RECORDS FOR THE EXERCISE:
>>

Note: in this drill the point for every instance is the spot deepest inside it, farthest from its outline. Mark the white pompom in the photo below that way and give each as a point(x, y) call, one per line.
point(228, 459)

<<
>>

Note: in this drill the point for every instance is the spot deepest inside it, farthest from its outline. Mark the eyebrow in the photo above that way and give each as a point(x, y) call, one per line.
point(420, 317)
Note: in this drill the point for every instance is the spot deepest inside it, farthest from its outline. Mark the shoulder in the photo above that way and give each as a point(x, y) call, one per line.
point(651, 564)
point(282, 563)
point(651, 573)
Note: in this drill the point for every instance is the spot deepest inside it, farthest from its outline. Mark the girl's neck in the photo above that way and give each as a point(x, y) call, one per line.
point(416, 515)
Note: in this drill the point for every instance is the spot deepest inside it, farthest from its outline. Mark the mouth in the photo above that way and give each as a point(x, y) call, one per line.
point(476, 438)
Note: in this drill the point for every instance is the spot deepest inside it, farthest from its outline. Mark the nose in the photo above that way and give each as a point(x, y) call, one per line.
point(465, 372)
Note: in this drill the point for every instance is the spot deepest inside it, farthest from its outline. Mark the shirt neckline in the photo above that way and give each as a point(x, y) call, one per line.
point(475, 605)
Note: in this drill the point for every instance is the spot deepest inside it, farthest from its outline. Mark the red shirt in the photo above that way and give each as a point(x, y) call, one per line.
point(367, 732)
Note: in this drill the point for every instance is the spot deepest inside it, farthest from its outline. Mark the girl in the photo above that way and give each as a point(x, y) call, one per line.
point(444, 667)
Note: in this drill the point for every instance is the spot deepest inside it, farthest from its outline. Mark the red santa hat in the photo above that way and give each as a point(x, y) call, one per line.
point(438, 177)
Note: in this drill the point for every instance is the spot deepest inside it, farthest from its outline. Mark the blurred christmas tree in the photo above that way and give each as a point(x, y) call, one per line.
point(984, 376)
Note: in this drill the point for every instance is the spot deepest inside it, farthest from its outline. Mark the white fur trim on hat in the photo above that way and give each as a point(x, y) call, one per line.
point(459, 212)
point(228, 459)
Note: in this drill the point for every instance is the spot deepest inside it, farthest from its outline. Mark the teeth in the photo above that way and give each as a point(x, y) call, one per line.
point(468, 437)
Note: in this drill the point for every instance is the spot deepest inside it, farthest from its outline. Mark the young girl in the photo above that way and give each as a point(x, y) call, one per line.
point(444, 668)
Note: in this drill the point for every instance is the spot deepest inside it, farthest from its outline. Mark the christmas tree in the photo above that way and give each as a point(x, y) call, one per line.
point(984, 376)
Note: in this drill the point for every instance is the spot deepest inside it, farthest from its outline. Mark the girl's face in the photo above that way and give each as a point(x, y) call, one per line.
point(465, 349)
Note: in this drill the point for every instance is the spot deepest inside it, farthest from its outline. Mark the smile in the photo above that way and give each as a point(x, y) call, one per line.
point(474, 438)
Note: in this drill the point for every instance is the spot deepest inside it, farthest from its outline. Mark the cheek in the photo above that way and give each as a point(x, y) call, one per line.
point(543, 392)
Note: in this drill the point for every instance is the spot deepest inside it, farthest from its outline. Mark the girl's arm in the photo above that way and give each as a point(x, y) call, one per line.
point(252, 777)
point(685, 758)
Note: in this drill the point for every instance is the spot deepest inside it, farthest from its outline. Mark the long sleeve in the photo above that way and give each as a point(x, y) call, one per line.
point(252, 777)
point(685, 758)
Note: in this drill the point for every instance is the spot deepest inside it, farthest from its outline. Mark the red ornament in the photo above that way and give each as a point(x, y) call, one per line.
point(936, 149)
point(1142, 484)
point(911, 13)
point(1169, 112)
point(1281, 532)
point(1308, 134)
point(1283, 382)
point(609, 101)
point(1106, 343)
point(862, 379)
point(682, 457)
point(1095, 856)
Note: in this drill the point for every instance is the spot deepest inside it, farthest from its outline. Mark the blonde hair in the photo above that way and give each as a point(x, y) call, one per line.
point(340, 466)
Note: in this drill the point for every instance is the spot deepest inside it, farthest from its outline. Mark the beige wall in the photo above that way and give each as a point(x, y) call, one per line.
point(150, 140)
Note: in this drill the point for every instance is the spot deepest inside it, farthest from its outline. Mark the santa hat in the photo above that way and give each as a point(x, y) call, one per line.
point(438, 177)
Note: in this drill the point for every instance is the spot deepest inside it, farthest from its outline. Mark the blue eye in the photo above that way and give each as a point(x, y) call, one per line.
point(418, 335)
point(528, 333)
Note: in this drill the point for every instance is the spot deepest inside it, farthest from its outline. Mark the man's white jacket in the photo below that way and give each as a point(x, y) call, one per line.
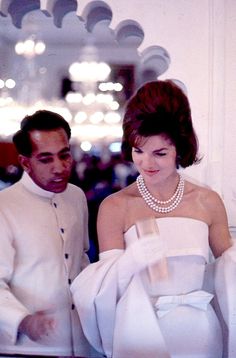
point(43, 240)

<<

TO DO: Reproduce the lines of the listing above word for word, starting at the line that contains "Mark the cheek" and ending at the line that contains "point(543, 392)", including both of those lines.

CORRECT RESPONSE:
Note: in this drill the point for every instance is the spot deepest inside it, farthest from its outline. Mark the cheek in the photo above that way and give each as a point(x, y) call, one per line.
point(543, 392)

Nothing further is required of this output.